WRITTEN TASKS
(a) Retype the overcharge detection passage word for word from "When the cell" to "data processing section.".
(b) In the overcharge detection passage, what charges the TD pin once the non-induction time circuit goes into operation?
(c) What comes after the final sentence of the overcharge detection passage? Continue it from where it stops.

PASSAGE
When the cell voltage of either the H or L cell exceeds VALM, an overcharge detection signal is output to the

data intake section, and a reset signal is prohibited from going to the data processing section.

When more than two consecutive clocks of the excess charging detection signal are input to the data intake

section, a determination is made that the overcharging detection signal has been properly input, and it is

output to the next stage. This prevents noise and mistaken determinations of overcharging caused by excess

cell voltage fluctuation.

When the date intake section outputs the overcharging detection signal, the data charge section goes into

operation. When more than two clocks of overcharging signals are input, this activates the latch on the

overcharging signal.

When the overcharging signal latch in the date latch section is activated, the next non-induction time circuit

goes into operation. When this operates, the TD pin is charged by constant current (ITC). The TD pin potential

and the threshold value (VTC) are compared by the non-induction time circuit comparator. When TD pin

voltage exceeds VTC, the OC pin output stage becomes operable and OC pin output PNP-TR (open collector)

is switched on. Also, bias current is supplied to the timing generation circuit and the operation of the

overcharging detection circuit is maintained.

INFORMATION GIVEN
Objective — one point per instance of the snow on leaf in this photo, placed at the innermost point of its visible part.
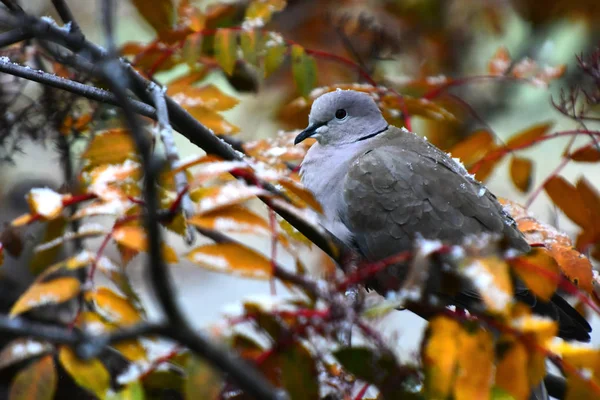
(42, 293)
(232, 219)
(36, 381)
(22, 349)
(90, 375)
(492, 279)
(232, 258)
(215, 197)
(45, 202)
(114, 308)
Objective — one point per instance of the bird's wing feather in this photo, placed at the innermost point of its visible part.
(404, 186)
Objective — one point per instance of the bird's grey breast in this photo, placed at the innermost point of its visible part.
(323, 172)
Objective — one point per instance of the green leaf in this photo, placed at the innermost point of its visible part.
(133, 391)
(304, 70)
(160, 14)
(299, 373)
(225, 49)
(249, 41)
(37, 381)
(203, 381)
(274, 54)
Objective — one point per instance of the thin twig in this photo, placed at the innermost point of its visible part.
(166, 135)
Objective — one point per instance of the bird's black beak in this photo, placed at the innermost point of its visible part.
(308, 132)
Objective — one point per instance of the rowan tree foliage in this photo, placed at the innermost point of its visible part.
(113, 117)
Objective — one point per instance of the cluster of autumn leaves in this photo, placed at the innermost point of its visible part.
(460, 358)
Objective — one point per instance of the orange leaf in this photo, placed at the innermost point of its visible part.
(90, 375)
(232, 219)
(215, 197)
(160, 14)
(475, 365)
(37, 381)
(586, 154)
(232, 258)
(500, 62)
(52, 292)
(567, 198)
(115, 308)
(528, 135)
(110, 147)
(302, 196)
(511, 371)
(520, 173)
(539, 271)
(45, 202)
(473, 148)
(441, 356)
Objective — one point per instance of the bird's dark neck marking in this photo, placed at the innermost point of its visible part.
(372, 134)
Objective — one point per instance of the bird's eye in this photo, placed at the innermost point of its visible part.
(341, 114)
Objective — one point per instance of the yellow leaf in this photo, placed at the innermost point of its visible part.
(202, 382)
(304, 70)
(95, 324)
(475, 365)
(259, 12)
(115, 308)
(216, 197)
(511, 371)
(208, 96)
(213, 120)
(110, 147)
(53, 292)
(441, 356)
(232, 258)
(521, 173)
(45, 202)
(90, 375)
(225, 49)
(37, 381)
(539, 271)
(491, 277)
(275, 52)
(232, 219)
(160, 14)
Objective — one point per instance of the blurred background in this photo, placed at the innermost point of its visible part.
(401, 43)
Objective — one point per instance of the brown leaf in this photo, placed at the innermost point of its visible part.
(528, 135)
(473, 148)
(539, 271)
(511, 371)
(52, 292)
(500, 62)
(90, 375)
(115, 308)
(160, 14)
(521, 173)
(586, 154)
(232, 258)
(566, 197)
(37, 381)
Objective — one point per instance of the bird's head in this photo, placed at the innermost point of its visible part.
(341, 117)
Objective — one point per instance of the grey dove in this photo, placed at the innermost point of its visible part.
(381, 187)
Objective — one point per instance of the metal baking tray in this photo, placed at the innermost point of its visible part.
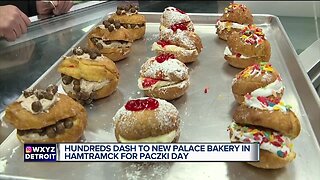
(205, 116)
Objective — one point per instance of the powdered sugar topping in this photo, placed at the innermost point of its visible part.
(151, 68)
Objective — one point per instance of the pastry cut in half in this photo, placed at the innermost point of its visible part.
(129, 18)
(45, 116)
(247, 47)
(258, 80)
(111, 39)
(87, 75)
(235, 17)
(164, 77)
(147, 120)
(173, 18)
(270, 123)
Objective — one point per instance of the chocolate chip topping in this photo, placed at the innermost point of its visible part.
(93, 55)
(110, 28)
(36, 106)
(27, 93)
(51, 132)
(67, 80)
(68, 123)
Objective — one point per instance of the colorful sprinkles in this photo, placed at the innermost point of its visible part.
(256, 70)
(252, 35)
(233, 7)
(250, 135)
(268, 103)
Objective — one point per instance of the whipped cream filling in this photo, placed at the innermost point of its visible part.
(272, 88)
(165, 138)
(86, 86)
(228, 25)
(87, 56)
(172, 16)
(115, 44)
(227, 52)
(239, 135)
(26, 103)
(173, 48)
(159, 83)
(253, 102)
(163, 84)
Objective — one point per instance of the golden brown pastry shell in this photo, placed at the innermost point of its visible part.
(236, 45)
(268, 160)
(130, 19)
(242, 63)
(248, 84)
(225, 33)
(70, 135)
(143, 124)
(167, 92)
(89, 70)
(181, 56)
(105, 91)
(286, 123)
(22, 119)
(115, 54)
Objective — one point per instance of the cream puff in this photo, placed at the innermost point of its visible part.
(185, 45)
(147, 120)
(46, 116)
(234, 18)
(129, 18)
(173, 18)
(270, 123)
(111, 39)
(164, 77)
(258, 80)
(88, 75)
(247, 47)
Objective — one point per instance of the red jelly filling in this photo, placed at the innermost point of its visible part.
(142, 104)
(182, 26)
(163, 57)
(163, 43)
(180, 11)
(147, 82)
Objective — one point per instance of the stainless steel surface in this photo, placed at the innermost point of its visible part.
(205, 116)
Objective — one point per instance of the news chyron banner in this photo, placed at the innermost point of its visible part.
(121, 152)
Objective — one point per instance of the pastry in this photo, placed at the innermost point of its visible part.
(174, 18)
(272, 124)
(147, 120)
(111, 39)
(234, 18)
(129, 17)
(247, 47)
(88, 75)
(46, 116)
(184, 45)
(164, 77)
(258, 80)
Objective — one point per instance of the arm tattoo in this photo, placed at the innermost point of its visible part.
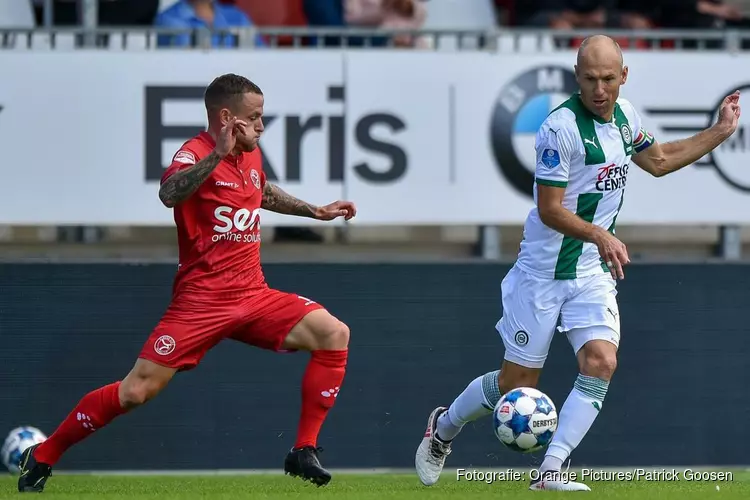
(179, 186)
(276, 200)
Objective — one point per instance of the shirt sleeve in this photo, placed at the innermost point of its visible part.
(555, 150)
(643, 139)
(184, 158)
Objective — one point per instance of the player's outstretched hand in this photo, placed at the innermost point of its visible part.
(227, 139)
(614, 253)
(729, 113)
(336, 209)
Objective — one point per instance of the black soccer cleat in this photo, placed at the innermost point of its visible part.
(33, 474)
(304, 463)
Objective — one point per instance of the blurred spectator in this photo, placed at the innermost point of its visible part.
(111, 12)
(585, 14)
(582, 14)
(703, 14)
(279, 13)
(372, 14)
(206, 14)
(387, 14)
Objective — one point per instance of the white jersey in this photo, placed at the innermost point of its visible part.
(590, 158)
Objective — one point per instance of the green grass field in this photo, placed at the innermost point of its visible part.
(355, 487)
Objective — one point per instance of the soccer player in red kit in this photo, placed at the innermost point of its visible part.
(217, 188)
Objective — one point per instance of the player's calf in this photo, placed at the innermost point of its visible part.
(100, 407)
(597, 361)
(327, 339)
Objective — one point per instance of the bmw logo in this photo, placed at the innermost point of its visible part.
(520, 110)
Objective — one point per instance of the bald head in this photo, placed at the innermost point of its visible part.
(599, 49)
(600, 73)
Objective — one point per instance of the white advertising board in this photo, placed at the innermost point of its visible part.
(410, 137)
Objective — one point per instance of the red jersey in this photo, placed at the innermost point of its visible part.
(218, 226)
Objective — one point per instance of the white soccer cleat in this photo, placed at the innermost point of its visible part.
...
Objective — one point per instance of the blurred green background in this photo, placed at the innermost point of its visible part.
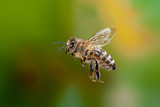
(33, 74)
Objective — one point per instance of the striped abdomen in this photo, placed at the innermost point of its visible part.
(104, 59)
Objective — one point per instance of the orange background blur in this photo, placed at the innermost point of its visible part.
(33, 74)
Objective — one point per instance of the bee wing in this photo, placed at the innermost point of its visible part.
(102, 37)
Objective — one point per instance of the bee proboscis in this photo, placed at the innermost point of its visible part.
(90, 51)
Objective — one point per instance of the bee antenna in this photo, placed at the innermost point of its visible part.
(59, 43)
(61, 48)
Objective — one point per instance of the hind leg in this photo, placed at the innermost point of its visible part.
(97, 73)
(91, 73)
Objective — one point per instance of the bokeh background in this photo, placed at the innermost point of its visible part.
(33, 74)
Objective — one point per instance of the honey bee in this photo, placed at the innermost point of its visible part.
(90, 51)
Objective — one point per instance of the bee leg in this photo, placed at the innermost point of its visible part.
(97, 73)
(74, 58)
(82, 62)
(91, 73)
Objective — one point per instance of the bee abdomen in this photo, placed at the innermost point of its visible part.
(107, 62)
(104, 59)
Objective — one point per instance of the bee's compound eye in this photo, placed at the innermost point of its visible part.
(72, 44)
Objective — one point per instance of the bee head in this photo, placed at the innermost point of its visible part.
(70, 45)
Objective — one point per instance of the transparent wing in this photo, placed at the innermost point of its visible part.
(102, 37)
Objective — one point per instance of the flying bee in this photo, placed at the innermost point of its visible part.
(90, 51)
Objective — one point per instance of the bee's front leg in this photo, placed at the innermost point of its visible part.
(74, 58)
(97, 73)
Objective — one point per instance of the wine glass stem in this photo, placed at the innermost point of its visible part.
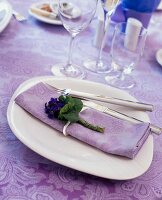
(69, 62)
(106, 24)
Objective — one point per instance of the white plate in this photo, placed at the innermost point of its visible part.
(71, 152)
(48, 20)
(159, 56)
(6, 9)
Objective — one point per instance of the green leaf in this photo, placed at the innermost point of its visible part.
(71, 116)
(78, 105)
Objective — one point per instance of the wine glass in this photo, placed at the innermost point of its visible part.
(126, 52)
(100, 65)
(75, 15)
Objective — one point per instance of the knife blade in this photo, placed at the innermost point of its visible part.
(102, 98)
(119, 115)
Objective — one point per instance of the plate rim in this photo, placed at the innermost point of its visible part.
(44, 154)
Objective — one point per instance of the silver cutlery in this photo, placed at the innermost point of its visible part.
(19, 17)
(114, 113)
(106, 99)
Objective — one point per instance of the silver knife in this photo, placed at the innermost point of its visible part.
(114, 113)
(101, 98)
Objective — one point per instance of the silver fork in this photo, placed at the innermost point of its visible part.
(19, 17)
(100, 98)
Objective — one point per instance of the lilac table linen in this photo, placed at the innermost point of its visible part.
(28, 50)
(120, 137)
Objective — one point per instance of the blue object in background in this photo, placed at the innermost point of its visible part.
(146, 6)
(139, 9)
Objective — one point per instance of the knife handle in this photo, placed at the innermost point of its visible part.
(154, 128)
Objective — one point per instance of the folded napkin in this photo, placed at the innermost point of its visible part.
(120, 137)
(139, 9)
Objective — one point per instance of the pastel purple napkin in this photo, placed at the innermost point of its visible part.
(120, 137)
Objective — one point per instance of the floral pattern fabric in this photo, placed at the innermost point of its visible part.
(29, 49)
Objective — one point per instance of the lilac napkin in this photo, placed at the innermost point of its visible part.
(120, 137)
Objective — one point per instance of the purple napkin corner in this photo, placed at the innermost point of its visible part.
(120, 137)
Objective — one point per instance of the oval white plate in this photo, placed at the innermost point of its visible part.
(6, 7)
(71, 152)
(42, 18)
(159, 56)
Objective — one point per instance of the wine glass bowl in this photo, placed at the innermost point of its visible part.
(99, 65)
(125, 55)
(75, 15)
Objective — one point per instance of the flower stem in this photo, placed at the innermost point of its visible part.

PER-TASK ANSWERS
(a)
When the cell voltage of either the H or L cell exceeds VALM, an overcharge detection signal is output to the

data intake section, and a reset signal is prohibited from going to the data processing section.

(b) A constant current (ITC).

(c)
When discharge occurs during overcharge mode (GND < DS pin), the discharge detection circuit charges the

TD pin and non-induction time is reset.

When cell voltage falls below VALM and the overcharging detection circuit signal is off, the reset prohibition is

lifted. The reset signal is sent to the data intake and data latch sections and the non-induction time circuit,

and normal mode is reinstated.

A diode is built in between the OC pin and GND. When OC pin potential falls below GND terminal VF, current

flows from the OC pin.

Therefore, when battery pack voltage <<charging voltage (charging device), charging is immediately

prohibited. (Generation conditions for the above mode vary depending on the external constant.)

3. Overcurrent Detection Circuit

CS-GND Voltage

Mode

Delay Time

Below VCS

Normal Mode

-

VCS~VF

Overcurrent Mode (Normal) tOC1

Above VF Overcurrent Mode (Short) tOC2

(VF : Voltage between built-in NPN-TR and base emitter)

The overcurrent detection circuit operates during overcharging. Load current detects current flowing on FET

equivalently, by monitoring the voltage between discharge control FET drain sources using the voltage

between CS-GND. (Monitoring of voltage drop using FET ON resistor load current.)

There are two modes for overcurrent detection : the normal mode and the short mode.

In normal mode, when voltage between CS-GND is equal to that between VCS-Vf, overcharging detection

output at this time is input to the internal delay circuit. When overcurrent detection continues for longer than

overcurrent delay time 1 (tOC1), overcurrent mode is activated, and GD pin output goes L. (Discharge control

FET ON)

In short mode, when the voltage between CS-GND exceeds VF, the overcurrent mode operates without going

through the delay circuit. The delay time is determined by the internal circuit operating speed (Overcurrent

delay time 2 [tOC2], so the flow of overcurrent to the discharge control FET is for a short duration, limiting

stress on the FET.)

The VF has a temperature factor of-2mV/(C, so the switching level between normal and short mode varies

with the ambient temperature.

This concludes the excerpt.